REQUIRED WORK:
Nothing other than the lines from the one containing "Report one point per instance of the white concrete" through the close of the entries below should be printed, each exactly.

Collected data:
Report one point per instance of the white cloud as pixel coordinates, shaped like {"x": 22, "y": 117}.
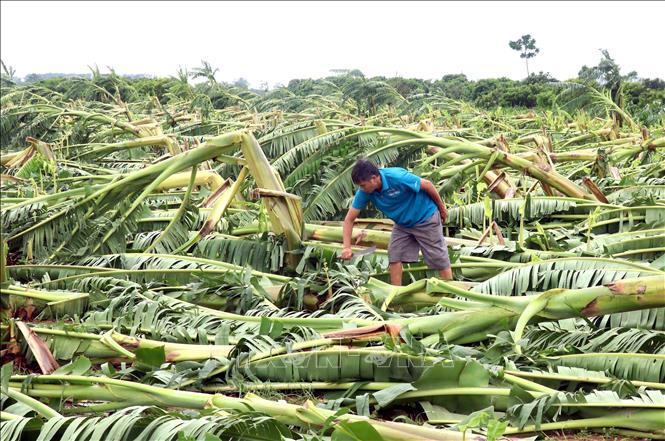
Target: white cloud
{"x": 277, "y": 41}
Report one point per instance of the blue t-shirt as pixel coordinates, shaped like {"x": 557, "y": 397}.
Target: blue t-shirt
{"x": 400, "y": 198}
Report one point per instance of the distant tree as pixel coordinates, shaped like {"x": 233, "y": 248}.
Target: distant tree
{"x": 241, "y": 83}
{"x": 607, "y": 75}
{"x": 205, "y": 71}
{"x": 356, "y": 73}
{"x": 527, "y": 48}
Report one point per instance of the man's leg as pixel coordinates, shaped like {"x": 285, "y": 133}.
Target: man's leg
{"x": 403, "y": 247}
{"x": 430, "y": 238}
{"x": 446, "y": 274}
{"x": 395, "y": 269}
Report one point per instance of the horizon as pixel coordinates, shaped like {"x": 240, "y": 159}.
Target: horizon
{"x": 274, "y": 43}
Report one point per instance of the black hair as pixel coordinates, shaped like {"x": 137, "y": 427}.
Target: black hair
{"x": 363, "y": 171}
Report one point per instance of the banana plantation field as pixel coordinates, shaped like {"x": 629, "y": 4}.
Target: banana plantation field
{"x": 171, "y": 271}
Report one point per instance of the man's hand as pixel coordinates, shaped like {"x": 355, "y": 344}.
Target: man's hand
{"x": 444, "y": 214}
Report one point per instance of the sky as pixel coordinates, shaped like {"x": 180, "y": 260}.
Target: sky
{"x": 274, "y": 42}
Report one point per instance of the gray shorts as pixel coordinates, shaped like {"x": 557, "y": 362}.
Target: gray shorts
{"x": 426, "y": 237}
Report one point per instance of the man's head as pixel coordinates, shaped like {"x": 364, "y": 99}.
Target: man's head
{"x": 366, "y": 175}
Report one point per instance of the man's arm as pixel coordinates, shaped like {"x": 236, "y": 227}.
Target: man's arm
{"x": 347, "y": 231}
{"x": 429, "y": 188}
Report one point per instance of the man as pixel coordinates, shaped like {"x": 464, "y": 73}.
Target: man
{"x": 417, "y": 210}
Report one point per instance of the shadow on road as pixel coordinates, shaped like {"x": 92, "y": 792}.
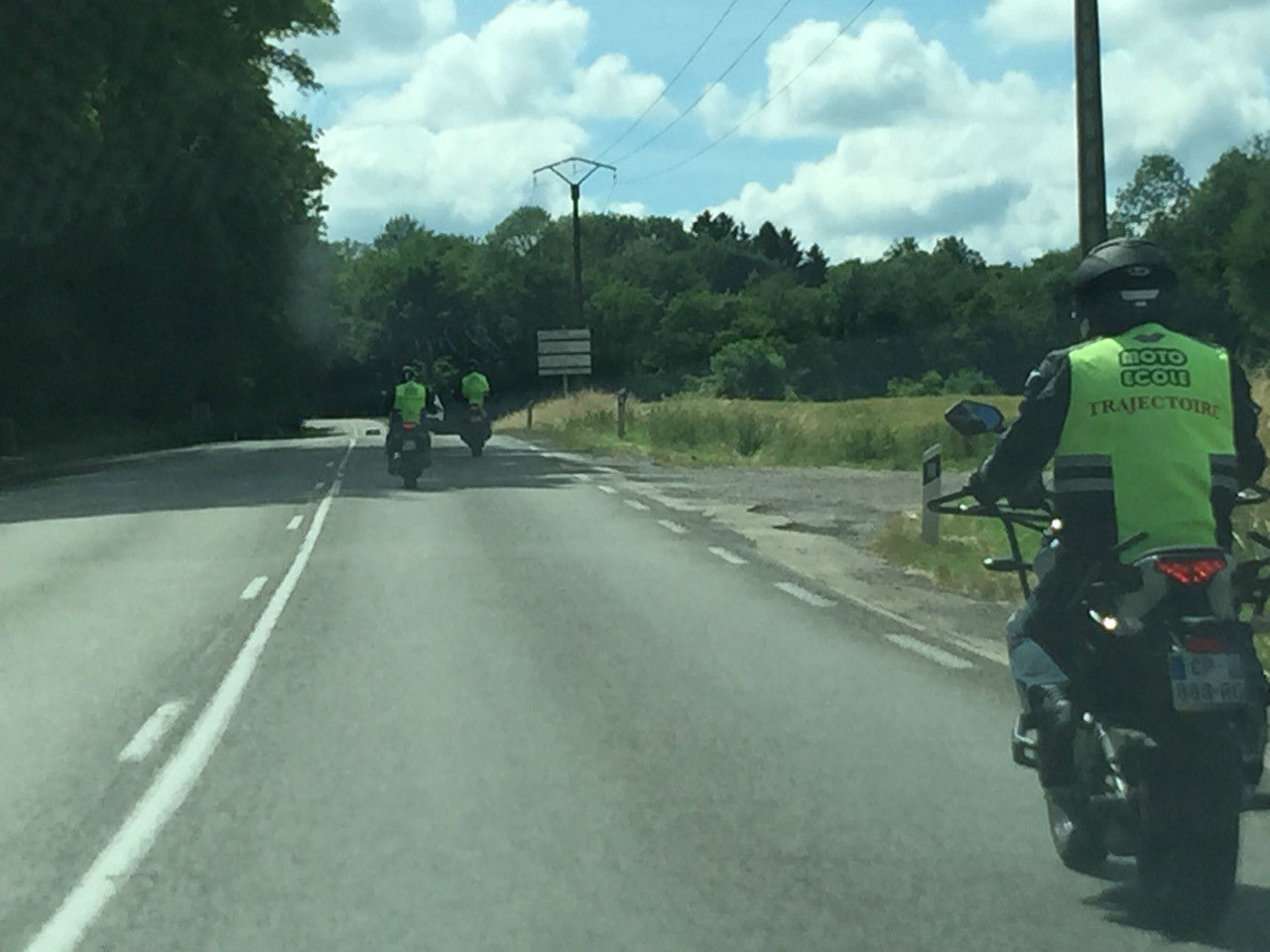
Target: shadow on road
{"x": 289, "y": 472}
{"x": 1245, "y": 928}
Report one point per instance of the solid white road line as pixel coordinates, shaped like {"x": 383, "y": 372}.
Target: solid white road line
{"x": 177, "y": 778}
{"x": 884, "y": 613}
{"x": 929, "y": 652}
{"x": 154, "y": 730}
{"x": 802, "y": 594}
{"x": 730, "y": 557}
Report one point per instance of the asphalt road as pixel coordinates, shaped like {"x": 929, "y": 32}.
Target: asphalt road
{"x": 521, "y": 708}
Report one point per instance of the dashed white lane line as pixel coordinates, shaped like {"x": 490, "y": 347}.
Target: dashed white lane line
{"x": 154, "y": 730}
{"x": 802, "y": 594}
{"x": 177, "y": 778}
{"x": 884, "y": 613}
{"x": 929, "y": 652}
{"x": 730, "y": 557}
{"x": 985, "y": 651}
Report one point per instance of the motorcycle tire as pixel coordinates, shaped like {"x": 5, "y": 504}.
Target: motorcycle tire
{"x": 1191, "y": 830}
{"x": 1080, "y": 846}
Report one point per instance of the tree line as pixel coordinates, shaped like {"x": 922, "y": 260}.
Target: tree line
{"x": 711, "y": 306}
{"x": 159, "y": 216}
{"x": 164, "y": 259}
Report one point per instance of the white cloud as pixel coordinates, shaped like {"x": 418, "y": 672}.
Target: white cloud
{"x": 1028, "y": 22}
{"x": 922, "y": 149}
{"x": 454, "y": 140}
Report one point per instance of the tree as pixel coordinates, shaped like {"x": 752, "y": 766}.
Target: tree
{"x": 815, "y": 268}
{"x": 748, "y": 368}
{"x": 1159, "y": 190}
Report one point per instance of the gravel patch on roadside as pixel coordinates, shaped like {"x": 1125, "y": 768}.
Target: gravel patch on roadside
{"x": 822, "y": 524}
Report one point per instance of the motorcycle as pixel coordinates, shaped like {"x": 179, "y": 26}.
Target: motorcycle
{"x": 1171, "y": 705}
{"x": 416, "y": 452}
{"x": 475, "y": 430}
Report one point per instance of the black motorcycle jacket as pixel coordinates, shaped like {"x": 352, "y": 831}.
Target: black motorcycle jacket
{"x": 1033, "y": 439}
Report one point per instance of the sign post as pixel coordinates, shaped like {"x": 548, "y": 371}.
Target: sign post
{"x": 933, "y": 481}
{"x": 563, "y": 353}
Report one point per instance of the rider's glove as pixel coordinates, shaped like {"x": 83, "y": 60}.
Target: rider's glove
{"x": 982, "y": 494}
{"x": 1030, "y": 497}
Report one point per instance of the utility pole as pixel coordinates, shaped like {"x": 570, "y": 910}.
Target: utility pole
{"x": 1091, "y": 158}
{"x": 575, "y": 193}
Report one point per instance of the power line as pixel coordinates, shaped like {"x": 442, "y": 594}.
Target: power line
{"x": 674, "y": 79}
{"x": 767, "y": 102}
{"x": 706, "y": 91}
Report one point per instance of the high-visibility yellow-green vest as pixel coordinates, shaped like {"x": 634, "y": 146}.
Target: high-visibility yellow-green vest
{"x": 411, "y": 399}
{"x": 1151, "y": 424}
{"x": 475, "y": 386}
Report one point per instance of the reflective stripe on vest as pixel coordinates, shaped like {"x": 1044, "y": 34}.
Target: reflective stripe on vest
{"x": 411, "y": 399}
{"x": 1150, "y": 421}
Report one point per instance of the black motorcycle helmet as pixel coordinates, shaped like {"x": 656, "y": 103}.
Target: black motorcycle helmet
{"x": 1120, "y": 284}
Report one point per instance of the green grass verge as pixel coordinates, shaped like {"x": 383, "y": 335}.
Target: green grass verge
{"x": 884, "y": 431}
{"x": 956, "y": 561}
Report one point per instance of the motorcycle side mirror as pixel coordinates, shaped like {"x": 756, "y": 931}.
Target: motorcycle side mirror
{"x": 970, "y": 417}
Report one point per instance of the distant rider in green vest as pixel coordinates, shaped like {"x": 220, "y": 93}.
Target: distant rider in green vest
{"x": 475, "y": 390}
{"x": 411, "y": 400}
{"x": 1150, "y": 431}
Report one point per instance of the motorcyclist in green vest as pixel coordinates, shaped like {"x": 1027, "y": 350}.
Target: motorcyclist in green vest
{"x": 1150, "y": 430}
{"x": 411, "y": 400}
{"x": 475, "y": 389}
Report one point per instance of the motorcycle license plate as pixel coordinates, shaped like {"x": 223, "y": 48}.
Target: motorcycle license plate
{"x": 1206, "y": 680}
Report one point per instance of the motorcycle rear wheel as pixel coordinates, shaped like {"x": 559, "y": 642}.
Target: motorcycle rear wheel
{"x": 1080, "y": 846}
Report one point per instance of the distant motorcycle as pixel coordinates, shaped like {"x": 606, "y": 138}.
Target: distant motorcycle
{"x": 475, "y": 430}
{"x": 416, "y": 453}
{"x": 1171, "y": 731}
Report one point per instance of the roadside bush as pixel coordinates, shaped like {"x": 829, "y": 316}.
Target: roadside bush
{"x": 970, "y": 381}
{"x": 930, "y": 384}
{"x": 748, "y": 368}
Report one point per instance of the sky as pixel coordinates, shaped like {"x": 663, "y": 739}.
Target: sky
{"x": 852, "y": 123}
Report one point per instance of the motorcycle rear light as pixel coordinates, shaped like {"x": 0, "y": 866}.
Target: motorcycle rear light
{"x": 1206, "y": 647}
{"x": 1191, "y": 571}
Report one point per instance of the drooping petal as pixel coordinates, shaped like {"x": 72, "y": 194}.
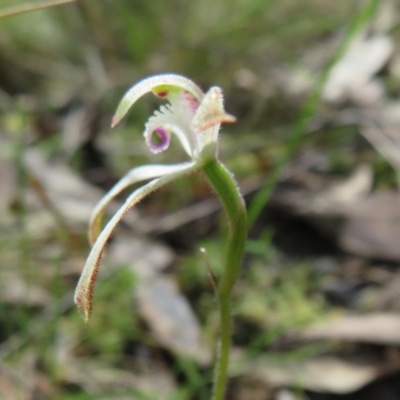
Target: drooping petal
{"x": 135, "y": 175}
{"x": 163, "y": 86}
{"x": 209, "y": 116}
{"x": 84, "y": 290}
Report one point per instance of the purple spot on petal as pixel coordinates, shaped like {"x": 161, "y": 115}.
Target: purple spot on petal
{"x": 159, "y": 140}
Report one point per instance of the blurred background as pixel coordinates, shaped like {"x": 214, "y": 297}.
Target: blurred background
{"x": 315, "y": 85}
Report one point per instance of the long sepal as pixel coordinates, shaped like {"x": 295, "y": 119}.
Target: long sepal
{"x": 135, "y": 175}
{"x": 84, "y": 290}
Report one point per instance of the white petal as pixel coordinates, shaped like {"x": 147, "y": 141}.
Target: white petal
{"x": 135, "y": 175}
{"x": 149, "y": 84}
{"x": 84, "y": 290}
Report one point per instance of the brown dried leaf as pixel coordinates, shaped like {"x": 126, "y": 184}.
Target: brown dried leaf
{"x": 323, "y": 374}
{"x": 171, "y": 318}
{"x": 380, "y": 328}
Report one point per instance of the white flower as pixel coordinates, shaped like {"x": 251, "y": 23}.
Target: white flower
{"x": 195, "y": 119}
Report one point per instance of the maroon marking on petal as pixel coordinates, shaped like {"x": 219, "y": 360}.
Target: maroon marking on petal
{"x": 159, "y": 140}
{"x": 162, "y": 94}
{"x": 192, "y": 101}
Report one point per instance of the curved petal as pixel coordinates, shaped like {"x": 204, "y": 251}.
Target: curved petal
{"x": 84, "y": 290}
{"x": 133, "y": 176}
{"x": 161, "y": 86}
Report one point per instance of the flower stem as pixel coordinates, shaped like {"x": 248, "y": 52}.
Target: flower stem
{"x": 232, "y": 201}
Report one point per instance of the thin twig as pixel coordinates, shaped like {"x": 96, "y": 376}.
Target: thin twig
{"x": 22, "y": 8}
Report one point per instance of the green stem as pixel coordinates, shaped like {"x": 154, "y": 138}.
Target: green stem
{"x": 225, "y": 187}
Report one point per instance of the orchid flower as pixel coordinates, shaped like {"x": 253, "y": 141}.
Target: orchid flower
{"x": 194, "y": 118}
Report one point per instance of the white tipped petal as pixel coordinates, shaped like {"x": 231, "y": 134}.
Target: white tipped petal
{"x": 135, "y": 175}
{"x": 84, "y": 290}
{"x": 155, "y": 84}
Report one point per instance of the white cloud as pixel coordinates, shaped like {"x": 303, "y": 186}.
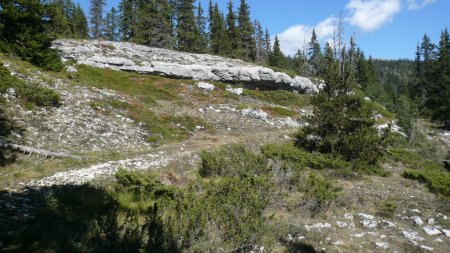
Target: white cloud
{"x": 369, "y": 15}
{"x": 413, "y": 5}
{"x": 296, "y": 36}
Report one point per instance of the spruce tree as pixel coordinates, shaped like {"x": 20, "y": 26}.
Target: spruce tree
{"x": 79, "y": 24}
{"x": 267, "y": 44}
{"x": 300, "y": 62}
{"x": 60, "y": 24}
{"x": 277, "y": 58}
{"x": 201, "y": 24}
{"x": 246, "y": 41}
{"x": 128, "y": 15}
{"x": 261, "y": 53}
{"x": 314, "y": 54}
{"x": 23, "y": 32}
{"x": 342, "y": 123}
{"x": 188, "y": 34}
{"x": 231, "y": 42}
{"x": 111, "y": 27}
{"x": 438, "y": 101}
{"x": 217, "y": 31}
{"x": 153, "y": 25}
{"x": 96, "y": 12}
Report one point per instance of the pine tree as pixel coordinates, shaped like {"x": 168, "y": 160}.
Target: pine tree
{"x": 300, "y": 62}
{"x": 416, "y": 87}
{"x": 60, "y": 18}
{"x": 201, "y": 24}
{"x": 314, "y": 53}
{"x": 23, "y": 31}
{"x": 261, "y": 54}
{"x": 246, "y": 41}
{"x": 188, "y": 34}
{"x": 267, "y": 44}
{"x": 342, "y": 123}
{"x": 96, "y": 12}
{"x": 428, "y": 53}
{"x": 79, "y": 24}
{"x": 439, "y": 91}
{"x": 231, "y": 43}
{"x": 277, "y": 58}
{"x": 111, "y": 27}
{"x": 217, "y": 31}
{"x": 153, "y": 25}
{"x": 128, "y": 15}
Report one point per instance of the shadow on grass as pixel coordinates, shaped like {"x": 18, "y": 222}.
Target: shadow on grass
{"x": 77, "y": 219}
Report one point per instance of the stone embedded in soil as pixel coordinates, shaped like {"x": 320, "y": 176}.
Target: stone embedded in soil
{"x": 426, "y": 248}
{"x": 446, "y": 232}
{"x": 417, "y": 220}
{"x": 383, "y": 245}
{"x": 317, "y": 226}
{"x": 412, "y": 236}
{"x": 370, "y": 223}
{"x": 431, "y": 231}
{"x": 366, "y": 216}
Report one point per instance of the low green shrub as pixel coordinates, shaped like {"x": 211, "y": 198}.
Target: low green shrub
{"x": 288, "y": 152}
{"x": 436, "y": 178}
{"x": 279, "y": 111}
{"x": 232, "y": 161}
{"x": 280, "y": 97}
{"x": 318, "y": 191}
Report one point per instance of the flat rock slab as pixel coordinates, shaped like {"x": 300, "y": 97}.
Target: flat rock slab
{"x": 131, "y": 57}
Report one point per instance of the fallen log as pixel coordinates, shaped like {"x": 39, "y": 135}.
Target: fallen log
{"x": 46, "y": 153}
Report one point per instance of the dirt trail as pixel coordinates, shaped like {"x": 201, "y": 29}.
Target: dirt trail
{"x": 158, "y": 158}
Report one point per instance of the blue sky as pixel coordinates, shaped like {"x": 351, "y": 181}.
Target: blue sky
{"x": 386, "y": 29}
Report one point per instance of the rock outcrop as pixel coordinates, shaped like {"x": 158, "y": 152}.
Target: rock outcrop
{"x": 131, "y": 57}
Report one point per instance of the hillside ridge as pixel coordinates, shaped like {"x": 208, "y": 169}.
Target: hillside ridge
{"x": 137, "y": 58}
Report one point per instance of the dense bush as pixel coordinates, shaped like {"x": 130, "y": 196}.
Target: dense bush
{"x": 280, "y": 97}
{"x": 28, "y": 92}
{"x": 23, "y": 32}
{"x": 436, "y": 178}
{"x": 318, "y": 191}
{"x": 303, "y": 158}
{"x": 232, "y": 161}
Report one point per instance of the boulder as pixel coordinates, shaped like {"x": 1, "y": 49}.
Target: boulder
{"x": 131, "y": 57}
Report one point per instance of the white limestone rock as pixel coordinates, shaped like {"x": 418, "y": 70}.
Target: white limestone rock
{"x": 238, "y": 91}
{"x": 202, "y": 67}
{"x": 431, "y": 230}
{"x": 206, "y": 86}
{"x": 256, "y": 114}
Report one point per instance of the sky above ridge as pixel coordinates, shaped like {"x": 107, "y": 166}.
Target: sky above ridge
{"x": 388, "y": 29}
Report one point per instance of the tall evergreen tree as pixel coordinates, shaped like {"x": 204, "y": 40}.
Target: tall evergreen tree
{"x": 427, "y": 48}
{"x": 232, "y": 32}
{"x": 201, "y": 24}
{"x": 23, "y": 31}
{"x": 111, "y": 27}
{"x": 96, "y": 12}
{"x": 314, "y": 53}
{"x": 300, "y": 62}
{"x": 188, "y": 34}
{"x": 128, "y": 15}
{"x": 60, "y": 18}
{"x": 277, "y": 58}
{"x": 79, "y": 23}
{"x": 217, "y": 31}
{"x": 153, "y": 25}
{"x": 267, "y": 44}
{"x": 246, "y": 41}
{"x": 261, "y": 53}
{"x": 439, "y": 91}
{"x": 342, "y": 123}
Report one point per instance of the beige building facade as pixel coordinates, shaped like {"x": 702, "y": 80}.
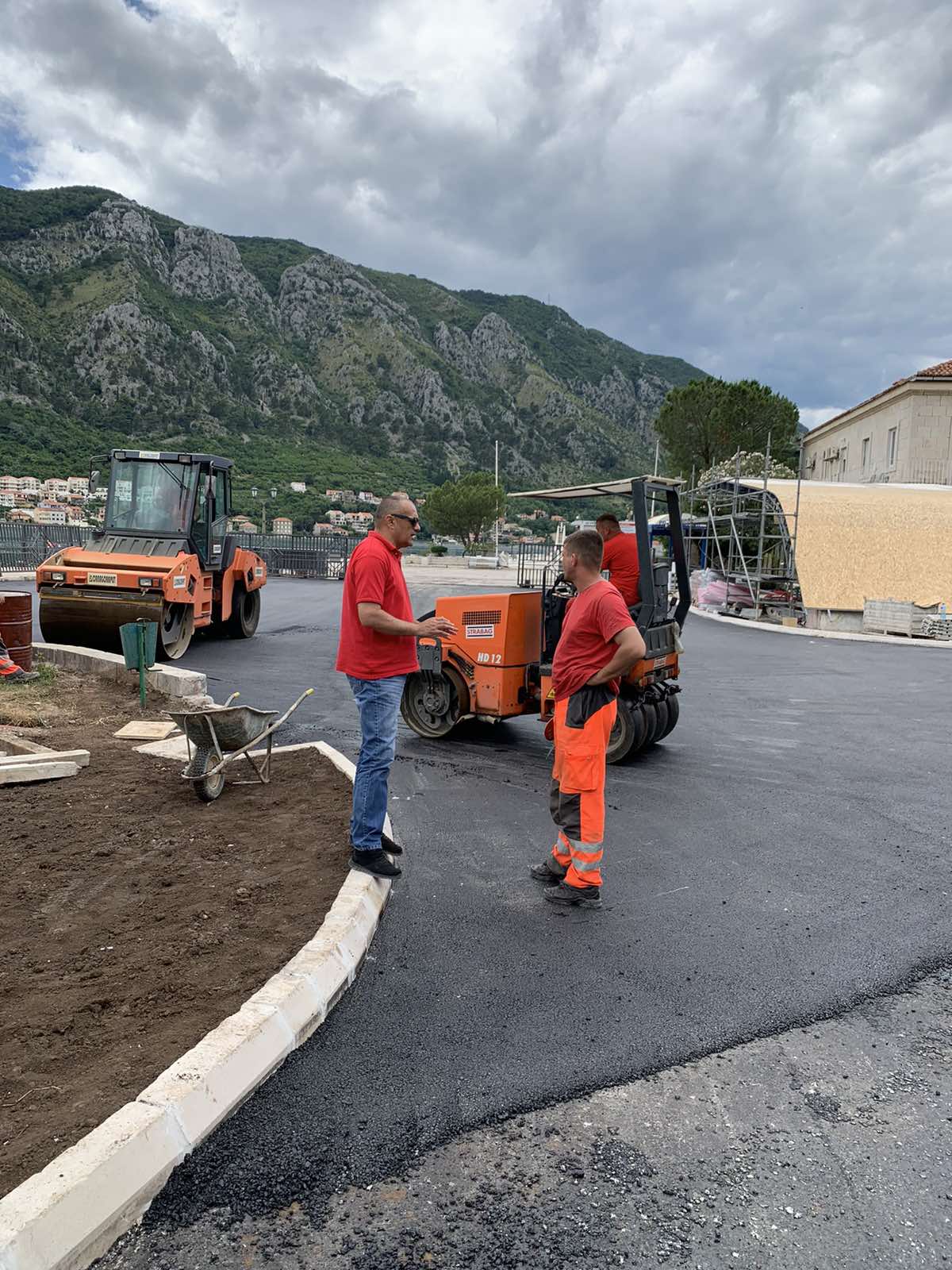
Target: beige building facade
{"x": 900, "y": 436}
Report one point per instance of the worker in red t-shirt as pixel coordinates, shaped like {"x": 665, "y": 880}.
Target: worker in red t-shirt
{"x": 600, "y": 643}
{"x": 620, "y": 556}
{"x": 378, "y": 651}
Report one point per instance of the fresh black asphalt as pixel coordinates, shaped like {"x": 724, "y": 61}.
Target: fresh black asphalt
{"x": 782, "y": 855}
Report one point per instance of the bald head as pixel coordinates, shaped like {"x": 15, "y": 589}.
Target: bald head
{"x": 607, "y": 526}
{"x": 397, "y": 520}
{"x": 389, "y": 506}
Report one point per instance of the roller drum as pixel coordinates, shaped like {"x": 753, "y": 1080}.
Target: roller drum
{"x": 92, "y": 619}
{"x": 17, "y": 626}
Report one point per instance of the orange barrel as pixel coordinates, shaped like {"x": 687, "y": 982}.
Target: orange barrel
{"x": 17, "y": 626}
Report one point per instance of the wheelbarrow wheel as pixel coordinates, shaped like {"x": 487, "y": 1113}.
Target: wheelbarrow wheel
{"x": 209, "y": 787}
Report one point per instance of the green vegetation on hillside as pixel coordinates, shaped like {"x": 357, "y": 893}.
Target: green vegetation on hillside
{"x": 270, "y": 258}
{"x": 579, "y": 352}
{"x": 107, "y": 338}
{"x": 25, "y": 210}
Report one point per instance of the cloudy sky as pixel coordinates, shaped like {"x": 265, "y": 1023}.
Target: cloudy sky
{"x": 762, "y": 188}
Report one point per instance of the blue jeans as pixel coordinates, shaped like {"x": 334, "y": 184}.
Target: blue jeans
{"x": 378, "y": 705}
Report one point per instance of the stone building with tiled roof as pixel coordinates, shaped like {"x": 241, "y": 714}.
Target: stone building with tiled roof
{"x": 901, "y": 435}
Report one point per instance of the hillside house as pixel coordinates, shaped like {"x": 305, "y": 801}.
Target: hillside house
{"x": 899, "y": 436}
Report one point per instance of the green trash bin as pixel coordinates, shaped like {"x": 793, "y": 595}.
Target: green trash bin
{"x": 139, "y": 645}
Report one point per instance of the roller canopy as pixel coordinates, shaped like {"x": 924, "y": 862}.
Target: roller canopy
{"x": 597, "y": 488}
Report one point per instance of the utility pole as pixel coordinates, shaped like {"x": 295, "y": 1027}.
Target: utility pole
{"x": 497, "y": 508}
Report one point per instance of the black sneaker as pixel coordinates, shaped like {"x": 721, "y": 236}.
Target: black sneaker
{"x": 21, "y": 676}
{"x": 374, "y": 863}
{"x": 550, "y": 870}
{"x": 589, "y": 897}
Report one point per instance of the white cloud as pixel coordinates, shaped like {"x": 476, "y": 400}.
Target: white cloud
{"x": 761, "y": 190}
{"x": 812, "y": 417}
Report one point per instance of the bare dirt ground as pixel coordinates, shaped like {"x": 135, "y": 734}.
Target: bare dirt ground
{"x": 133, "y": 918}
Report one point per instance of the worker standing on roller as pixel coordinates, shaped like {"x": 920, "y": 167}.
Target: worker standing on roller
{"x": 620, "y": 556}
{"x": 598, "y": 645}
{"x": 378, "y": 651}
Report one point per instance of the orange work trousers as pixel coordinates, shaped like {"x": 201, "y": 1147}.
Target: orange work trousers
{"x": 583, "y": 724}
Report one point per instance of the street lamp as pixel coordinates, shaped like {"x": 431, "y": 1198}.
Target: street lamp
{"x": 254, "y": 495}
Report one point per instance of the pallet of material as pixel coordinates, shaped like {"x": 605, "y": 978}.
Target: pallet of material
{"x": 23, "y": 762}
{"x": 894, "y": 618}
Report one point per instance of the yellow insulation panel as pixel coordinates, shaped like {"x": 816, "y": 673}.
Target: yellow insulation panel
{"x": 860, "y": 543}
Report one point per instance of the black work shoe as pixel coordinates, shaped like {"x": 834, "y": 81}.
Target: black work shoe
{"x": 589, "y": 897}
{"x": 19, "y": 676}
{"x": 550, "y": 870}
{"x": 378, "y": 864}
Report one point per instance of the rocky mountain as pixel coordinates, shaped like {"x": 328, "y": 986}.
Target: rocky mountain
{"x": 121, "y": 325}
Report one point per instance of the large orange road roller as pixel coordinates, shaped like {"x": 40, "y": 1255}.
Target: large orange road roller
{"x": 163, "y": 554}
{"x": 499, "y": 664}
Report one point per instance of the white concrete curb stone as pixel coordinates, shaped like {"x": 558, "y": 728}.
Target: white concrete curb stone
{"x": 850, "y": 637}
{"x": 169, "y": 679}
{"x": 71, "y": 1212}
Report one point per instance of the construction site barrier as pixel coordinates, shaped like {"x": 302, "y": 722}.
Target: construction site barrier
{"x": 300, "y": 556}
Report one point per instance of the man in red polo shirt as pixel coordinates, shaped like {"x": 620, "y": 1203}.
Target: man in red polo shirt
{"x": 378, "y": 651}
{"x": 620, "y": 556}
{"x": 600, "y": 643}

TASK SOLUTION:
Report one point per instance of the white concrete curb stone as pixel coordinates, shaped like {"x": 558, "y": 728}.
Target: white concrete curb stone
{"x": 850, "y": 637}
{"x": 169, "y": 679}
{"x": 71, "y": 1212}
Report one point per instance of the construction site barrier as pixel coordinates, shaped like {"x": 302, "y": 722}.
Target: construction site barrier
{"x": 300, "y": 556}
Report one point per instance of the man in red polo shirt as pixel coordinates, shaped like {"x": 620, "y": 1203}.
Target: man in red polo shirt
{"x": 378, "y": 651}
{"x": 620, "y": 556}
{"x": 600, "y": 643}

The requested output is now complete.